• **Task statement**: Return every record below exactly as given, images excluded.

*** Input material Section Begins ***

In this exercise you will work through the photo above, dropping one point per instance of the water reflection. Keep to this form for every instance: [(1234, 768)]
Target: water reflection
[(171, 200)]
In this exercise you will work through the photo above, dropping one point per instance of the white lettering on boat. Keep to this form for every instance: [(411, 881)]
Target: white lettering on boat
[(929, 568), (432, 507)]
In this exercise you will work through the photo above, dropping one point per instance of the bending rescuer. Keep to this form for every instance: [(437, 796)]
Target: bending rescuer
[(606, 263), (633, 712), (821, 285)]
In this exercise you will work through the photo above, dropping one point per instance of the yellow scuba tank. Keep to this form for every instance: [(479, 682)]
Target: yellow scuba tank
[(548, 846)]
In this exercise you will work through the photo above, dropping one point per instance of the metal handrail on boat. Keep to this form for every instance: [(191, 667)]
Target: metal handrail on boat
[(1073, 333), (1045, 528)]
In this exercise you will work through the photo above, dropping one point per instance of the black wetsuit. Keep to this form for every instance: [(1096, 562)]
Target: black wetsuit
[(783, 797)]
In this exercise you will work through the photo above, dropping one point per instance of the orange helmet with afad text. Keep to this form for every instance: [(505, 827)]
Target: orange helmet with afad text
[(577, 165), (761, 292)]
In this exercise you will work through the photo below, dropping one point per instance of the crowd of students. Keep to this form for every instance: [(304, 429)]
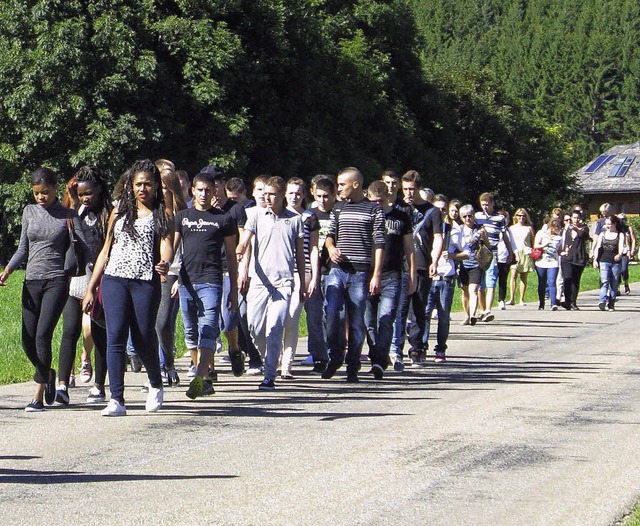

*** Input material Section Ends ***

• **Worked solution**:
In this exercise you will work through the photo above, dropping one point per instance of the water reflection. Keep to this form for every instance: [(1234, 768)]
Target: water reflection
[(171, 200)]
In this exercise you will work through the photo above, dropping one point per instance of the white lettering on boat. Keep to this form for every instance: [(411, 881)]
Target: white lettering on boat
[(929, 568), (432, 507)]
In this exercise you will work through the photo above, dropping one point per instance of the bending rescuer. Keep to this form for every instance: [(437, 796)]
Target: bending rescuer
[(606, 263), (633, 712), (821, 285)]
In this exercise you will work through the photo above, dropping one point per instance of the yellow scuba tank. Keep to this form for every instance: [(479, 682)]
Target: yellow scuba tank
[(548, 846)]
In this exercise you will work through the photo above, dropping one point per instance of the metal handrail on boat. Keep to this form for every instance: [(191, 667)]
Target: metal handrail on boat
[(1073, 333), (1045, 528)]
In this exercise you will work through the photo above, dropping one point per instance of the black wetsuit. Keep to this form for every instance: [(1096, 562)]
Target: black wetsuit
[(783, 797)]
In this exercise you will work through the photo above, dropping one point per instance of the orange helmet with afad text. Keep to this form for every instance: [(505, 827)]
Target: orange helmet with afad text
[(577, 165), (761, 292)]
In this exercise you will work through the photo below, dropping one point per instance of the crowd of students. Keep to this form for every instance: [(304, 429)]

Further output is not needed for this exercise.